▶ **DATA PROVIDED**
-- START --

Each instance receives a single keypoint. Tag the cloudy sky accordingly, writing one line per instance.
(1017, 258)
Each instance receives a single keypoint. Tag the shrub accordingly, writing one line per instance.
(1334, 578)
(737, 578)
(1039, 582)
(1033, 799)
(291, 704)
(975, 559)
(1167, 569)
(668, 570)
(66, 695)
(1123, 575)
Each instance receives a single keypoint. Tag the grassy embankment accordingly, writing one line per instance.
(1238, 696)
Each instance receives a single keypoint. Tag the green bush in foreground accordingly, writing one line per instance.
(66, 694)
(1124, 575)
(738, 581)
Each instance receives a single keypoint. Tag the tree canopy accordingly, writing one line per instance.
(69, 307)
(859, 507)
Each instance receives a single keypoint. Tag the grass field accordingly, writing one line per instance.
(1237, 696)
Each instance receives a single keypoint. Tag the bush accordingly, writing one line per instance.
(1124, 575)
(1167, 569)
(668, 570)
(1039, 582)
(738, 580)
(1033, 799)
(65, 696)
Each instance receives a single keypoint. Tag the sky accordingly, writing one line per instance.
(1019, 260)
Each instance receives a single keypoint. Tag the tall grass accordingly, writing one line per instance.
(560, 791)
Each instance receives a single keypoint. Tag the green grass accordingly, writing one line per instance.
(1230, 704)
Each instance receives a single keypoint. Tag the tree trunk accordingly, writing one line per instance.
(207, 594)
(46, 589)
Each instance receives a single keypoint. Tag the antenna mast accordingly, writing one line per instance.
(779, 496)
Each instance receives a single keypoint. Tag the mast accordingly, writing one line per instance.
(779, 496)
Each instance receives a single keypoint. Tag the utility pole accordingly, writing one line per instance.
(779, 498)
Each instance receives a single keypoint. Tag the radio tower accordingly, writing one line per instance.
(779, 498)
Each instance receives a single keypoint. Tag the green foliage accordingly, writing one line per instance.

-- END --

▶ **EXERCISE PROMPT**
Rewrite the lines of the listing above, from the one containing "Each instance receives a single keypoint. Tag the shrub" through the one containing "(1238, 696)", inclusive, and keep the request lines unchanged. Offset every coordinate in the answers by adding 31 to both of its numbers.

▶ **TASK SOLUTION**
Each instance receives a single keypoint. Tag the shrub accordingly, writing one line per instance.
(1365, 609)
(768, 609)
(1070, 613)
(1064, 830)
(322, 735)
(1006, 590)
(1198, 600)
(699, 601)
(97, 726)
(1154, 606)
Each instance receives a single keypoint. Tag the grassy embankment accordingly, writing one line per instance.
(1269, 727)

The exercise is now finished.